◆ **Prompt**: Your response should consist of the entries below, written out exactly.

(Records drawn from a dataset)
= Beginning of Section =

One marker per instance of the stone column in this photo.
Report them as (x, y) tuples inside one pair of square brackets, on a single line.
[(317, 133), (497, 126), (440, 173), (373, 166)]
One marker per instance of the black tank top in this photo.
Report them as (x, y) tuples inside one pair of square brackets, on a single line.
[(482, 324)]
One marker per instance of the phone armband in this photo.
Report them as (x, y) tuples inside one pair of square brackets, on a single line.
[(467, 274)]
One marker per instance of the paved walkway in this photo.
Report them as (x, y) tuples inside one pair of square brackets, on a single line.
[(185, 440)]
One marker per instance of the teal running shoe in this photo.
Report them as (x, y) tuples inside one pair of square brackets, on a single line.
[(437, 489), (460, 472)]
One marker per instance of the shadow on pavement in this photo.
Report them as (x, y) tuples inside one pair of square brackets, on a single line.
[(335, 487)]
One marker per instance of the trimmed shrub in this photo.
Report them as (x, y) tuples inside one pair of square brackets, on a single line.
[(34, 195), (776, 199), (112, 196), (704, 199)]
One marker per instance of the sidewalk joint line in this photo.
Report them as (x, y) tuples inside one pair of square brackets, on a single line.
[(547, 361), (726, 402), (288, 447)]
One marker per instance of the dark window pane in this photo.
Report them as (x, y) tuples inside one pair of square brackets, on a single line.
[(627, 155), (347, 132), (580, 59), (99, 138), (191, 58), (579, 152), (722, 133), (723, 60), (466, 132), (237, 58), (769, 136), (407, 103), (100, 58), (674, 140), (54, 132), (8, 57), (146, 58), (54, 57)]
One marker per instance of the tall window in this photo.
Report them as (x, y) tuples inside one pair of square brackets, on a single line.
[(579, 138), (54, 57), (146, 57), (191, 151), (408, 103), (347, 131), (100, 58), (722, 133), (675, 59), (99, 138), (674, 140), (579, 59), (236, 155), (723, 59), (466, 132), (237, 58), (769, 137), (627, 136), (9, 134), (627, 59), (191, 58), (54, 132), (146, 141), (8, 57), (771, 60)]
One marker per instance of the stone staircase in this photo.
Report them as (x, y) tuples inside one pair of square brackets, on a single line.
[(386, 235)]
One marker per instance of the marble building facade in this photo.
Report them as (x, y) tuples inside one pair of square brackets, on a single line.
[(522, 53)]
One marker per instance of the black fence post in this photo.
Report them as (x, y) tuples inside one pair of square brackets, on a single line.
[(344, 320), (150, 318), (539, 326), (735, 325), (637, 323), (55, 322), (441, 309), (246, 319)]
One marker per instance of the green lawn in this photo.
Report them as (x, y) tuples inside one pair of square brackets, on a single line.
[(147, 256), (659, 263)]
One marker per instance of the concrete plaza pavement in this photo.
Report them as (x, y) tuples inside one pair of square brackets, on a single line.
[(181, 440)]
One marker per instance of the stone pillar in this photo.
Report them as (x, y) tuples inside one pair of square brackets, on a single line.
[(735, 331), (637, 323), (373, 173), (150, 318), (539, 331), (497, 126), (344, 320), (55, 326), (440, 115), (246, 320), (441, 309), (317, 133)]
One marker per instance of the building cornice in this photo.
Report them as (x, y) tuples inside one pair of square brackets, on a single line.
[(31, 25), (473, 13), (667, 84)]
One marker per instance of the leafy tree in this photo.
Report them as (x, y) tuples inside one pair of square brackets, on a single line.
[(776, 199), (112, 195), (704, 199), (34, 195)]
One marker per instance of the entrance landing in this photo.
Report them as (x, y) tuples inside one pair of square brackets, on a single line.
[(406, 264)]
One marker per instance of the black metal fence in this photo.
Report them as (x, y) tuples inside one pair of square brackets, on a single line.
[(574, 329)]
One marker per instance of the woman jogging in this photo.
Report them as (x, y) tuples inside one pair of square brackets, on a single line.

= End of Section =

◆ **Your response**:
One marker per instance of the stone column in this photo.
Report them as (x, y) tuples inside one pair of square brackets, on a single line.
[(317, 133), (497, 126), (440, 173), (373, 166)]
One marker per instance of the black tank top in this photo.
Report them as (x, y) tuples inside one pair of square brackets, on a single line.
[(482, 324)]
One marker per instance of the phone armband in this photo.
Report them as (x, y) tuples inside one pair of square brackets, on a single line.
[(467, 274)]
One marker per instance of the paved walkway in this photo.
Report them as (x, y) tuples inside one pair of square brackets, on a single line.
[(185, 440)]
One marker per instance of the teal running shoe in this photo.
Report them as (x, y) tuples inside one pair of square brackets, on a single line.
[(437, 489), (460, 472)]
One marker per instance of the shadow on pavement in this photo.
Report them as (x, y) tuples inside one pair of square brackets, on a single line.
[(335, 487)]
One marker per instance of the trimmed shrub in this photo.
Report them as (x, y) tuples inside one pair of square brackets, on a single line.
[(34, 195), (776, 199), (112, 196), (704, 199)]
One marker per instance of the sidewalk joint line in this photo.
Report them as (x, y) tuples inside one pair of square brackets, on a single line.
[(547, 361), (726, 402), (288, 447)]
One marker per instance of the dark window pane in this photo.
Report them as (x, y) tuples inside one pair of square brackets, on a single line.
[(627, 155), (347, 132), (580, 59), (99, 138), (191, 58), (579, 152), (722, 133), (723, 60), (466, 132), (237, 58), (769, 136), (407, 103), (100, 58), (674, 140), (54, 132), (8, 57), (146, 58), (54, 57)]
One marker per instance of the tall window in this photo.
Report them as (x, y) tuples inside one pair of square brackets, on a single line.
[(579, 138), (54, 57), (146, 57), (191, 151), (408, 103), (347, 131), (100, 58), (722, 133), (675, 59), (99, 138), (674, 140), (579, 59), (236, 155), (723, 59), (466, 132), (237, 58), (769, 137), (627, 136), (9, 134), (627, 59), (191, 58), (54, 132), (146, 141), (8, 57), (771, 60)]
One marker per instance of the stone staircase in this photo.
Report them as (x, y) tuples inside one pair of square brackets, on a single line.
[(386, 235)]
One marker per instance of the marble building facade in this photo.
Report them as (x, y) tuples inside one pair of square brackets, on a single line.
[(522, 53)]
One marker per instance of the black fence post in this photo.
Report them as (x, y) tuples inside one pair of square brackets, on a single line.
[(344, 320), (150, 318), (539, 326), (735, 325), (637, 323), (55, 322), (441, 309), (246, 319)]
One marker per instance of the green lawn in this photo.
Report them as (x, y) tuples inside one pair of square brackets, on a single line.
[(147, 256), (659, 263)]
One marker per instance of the concrete plaza pavement in this photo.
Report them as (x, y) tuples inside one pair of square brackets, on a single line.
[(181, 440)]
One marker per instance of the stone pillar in this photo.
Report them as (x, y) tuples inside one pair of square brackets, on a single line.
[(735, 331), (637, 323), (373, 173), (150, 318), (539, 331), (497, 126), (344, 320), (55, 326), (440, 115), (246, 320), (441, 309), (317, 133)]
One marker per instance of the building cornice in this photo.
Report them as (x, y) tuples inside one pair of square brackets, on a single line.
[(31, 25), (473, 13), (667, 84)]
One marker per instance of the leafy tree in this photo.
Report them as (x, y) tuples inside one pair of square brackets, on a single line.
[(776, 199), (112, 195), (704, 199), (34, 195)]
One marker per instance of the entrance landing in this photo.
Report them as (x, y) tuples inside one pair of square brackets, on a single line.
[(406, 264)]
One marker per instance of the black metal fence in this photo.
Report them as (x, y) tuples inside one pair of square brackets, on a single line.
[(574, 329)]
One marker per instance of the woman jogging in this photo.
Report them as (x, y) tuples inside one pair of square brackets, on a single line.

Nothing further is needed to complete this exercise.